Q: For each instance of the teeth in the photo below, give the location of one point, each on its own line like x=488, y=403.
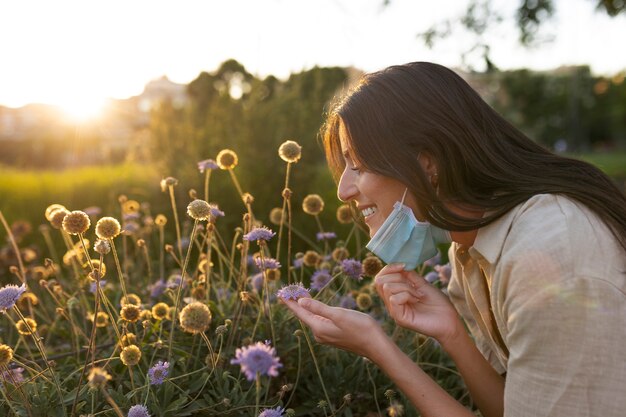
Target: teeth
x=368, y=211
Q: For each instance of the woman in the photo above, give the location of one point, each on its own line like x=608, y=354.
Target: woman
x=538, y=250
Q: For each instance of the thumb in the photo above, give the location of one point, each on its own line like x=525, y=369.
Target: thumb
x=316, y=307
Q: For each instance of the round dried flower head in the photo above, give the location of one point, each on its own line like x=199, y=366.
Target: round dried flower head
x=311, y=258
x=363, y=301
x=27, y=299
x=290, y=151
x=372, y=266
x=130, y=355
x=102, y=246
x=160, y=220
x=276, y=215
x=340, y=253
x=130, y=313
x=199, y=210
x=6, y=355
x=293, y=292
x=128, y=339
x=138, y=410
x=313, y=204
x=108, y=228
x=195, y=317
x=227, y=159
x=76, y=222
x=98, y=377
x=57, y=216
x=51, y=209
x=344, y=214
x=26, y=326
x=101, y=319
x=130, y=299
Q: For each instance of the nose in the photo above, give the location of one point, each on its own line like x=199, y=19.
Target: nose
x=347, y=188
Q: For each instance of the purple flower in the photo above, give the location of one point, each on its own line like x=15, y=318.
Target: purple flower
x=12, y=376
x=352, y=268
x=326, y=235
x=9, y=295
x=138, y=411
x=293, y=292
x=266, y=263
x=257, y=358
x=272, y=412
x=259, y=233
x=320, y=279
x=158, y=372
x=206, y=165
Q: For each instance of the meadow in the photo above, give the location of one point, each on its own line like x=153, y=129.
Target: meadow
x=136, y=295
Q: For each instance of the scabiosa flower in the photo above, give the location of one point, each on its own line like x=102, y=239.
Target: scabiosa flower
x=272, y=412
x=293, y=292
x=6, y=355
x=76, y=222
x=138, y=411
x=9, y=295
x=326, y=235
x=320, y=279
x=259, y=233
x=313, y=204
x=207, y=164
x=352, y=268
x=290, y=151
x=130, y=355
x=257, y=358
x=158, y=372
x=266, y=263
x=199, y=210
x=195, y=317
x=227, y=159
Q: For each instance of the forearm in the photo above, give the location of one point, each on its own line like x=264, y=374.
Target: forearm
x=427, y=396
x=485, y=385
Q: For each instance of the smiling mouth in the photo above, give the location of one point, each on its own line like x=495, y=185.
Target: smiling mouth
x=368, y=211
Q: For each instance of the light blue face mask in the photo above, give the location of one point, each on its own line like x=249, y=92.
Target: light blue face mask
x=403, y=239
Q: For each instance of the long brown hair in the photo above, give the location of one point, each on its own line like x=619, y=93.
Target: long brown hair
x=483, y=161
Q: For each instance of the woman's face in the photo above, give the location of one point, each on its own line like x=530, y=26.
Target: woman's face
x=374, y=194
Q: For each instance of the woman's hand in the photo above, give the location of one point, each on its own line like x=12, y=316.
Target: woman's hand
x=415, y=304
x=346, y=329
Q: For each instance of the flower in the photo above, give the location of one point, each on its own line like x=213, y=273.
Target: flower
x=26, y=326
x=320, y=279
x=108, y=228
x=290, y=151
x=9, y=295
x=76, y=222
x=325, y=235
x=158, y=372
x=352, y=268
x=312, y=204
x=6, y=355
x=257, y=358
x=199, y=210
x=266, y=263
x=272, y=412
x=206, y=165
x=227, y=159
x=293, y=292
x=138, y=411
x=195, y=317
x=130, y=355
x=98, y=377
x=259, y=233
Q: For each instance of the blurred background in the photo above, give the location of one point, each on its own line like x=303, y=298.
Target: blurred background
x=100, y=99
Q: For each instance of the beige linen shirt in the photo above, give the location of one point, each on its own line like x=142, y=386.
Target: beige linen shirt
x=543, y=292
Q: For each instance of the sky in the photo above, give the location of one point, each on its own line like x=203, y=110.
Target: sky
x=77, y=53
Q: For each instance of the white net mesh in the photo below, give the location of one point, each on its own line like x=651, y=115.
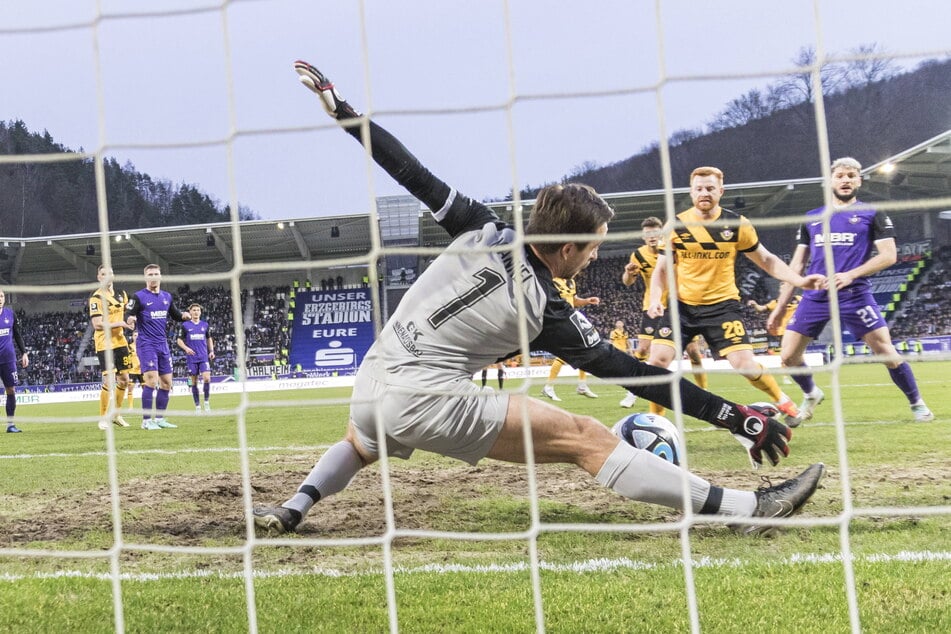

= = = = =

**Exercise directions**
For the string "below", find every line of the material that contains it, and copy each one.

**Result of the exercise**
Q: For each instance of the teeth in the photo below, give the location of one point, each on its own line like x=488, y=403.
Q: For each instance of the white net mesh in the photo below, give the location of one point, each on its own line like x=651, y=115.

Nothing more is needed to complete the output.